§ **SELECTED EXCERPT**:
SINGAPORE: The Agri-Food & Veterinary Authority (AVA) said on Saturday (Oct 27) that it suspended the import of frozen pork from Japan in September, after the country saw its first outbreak of swine fever in 26 years.
In the month since the initial suspension, AVA has worked with Japan to adjust the import restriction to the affected prefecture, the authority said in response to questions from Channel NewsAsia.
Currently, only frozen pork imports from Gifu prefecture in central Japan are suspended; those from unaffected prefectures are now allowed into Singapore, AVA said.
The disease found in central Japan's Gifu prefecture is called classical swine fever (CSF), also known as hog cholera, and is a different strain from the deadly African swine fever that has broken out in China.
The ban on pork imports does not cover processed products.
"Processed pork products from approved establishments in affected areas that have been heat-treated to inactivate classical swine fever are allowed to be imported," AVA said.
While classical swine fever is highly contagious for pigs, it does not infect humans, AVA said.

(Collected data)
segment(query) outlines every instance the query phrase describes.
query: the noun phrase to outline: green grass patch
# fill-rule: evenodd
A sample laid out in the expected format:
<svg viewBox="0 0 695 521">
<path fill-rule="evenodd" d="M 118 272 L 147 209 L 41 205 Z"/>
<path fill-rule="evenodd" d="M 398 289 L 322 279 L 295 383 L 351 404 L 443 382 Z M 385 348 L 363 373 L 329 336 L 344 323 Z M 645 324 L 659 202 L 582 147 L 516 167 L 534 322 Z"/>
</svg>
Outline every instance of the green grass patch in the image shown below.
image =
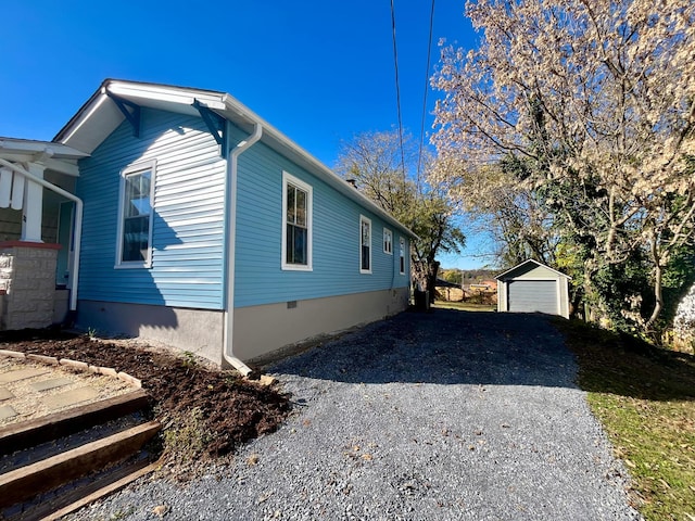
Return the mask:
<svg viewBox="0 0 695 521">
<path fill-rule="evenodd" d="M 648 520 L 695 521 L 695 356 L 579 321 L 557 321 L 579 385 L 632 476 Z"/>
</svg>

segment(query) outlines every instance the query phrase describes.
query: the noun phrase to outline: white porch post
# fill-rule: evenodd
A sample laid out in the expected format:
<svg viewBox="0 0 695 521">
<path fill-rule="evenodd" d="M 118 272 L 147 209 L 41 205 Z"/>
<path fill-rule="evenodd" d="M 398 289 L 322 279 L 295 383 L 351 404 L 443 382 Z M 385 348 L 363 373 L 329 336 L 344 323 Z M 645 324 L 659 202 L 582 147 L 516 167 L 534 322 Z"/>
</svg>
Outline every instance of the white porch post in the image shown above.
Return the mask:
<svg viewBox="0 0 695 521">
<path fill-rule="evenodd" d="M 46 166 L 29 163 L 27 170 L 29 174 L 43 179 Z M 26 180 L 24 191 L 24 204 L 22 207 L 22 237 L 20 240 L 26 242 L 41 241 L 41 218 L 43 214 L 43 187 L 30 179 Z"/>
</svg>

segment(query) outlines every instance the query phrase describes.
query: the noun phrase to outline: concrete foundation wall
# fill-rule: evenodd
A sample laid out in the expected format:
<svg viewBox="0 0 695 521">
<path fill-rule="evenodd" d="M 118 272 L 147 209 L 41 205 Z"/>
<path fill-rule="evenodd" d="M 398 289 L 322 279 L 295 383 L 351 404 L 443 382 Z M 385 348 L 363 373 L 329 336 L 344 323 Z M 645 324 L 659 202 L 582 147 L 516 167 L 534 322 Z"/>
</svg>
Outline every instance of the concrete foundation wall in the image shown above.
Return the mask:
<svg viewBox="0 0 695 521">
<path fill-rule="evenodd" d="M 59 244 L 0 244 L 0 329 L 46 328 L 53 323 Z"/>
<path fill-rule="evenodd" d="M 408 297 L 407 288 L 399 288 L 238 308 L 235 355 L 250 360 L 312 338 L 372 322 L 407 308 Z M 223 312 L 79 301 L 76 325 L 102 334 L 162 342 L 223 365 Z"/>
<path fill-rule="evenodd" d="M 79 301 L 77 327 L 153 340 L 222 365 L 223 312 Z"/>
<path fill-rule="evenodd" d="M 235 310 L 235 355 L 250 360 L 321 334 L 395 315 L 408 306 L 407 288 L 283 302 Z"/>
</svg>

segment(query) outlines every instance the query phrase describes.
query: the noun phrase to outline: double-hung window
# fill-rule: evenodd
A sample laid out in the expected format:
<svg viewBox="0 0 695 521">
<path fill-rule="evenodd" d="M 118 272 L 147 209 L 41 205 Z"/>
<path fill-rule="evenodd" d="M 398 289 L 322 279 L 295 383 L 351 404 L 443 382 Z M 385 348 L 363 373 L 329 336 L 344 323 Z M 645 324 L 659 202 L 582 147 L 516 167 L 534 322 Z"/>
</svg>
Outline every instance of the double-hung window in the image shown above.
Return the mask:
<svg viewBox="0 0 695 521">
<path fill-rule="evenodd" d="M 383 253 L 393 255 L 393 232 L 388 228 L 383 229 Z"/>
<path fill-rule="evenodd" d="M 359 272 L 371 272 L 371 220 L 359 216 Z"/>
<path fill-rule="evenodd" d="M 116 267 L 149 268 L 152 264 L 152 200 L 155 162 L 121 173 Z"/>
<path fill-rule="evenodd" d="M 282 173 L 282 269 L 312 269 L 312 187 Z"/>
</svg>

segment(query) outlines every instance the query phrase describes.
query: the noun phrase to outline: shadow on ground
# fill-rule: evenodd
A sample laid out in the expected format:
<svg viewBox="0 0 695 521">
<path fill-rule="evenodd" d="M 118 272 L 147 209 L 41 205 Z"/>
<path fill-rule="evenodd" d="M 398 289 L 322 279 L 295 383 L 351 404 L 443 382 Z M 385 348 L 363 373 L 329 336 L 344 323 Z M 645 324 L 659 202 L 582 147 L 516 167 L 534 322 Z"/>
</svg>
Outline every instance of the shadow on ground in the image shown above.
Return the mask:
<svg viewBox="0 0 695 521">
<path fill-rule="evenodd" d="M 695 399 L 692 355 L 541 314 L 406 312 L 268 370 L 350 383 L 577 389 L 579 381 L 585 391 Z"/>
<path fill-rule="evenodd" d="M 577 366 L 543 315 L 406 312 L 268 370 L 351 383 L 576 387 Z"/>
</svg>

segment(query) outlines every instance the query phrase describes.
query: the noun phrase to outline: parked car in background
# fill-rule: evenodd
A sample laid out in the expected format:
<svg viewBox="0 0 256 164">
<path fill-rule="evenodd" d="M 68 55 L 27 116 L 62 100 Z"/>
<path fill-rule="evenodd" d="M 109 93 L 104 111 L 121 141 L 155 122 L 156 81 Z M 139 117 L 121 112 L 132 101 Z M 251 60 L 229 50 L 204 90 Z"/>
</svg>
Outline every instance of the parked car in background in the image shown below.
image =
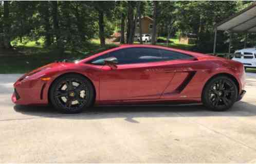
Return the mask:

§ **EXERCISE A**:
Summarize the news report in two sentences.
§ **EXERCISE B**:
In the news report, what other name is given for classical swine fever?
§ **EXERCISE C**:
Translate this sentence from the news report into Spanish: "The ban on pork imports does not cover processed products."
The items have no role in the tasks.

§ **WRITTEN SOLUTION A**:
Singapore's Agri-Food & Veterinary Authority suspended frozen pork imports from Japan in September after Japan's first swine fever outbreak in 26 years, and it has since limited the suspension to the affected Gifu prefecture. The disease is classical swine fever, which does not infect humans, and heat-treated processed pork products from approved establishments in affected areas may still be imported.

§ **WRITTEN SOLUTION B**:
Hog cholera.

§ **WRITTEN SOLUTION C**:
La prohibición de las importaciones de carne de cerdo no abarca los productos procesados.